* **EXERCISE INSTRUCTIONS**: Count the lines in the items below that contain the string "tail". Reply with only that number.

* **ENTRIES SHOWN**:
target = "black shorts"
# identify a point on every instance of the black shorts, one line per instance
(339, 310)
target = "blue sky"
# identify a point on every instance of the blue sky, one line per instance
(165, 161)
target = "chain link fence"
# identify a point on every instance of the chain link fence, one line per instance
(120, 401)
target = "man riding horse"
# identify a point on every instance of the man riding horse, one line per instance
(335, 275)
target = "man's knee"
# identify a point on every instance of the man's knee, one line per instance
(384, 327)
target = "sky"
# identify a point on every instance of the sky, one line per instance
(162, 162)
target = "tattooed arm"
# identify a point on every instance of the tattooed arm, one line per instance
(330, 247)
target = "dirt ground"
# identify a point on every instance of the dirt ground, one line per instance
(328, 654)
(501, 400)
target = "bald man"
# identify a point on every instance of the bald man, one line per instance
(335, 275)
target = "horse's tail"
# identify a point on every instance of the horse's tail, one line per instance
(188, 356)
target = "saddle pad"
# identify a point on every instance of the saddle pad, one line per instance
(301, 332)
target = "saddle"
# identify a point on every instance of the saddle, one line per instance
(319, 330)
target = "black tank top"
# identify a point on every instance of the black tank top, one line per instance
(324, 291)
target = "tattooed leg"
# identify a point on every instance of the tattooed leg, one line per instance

* **REPLY TO THE EXERCISE**: 2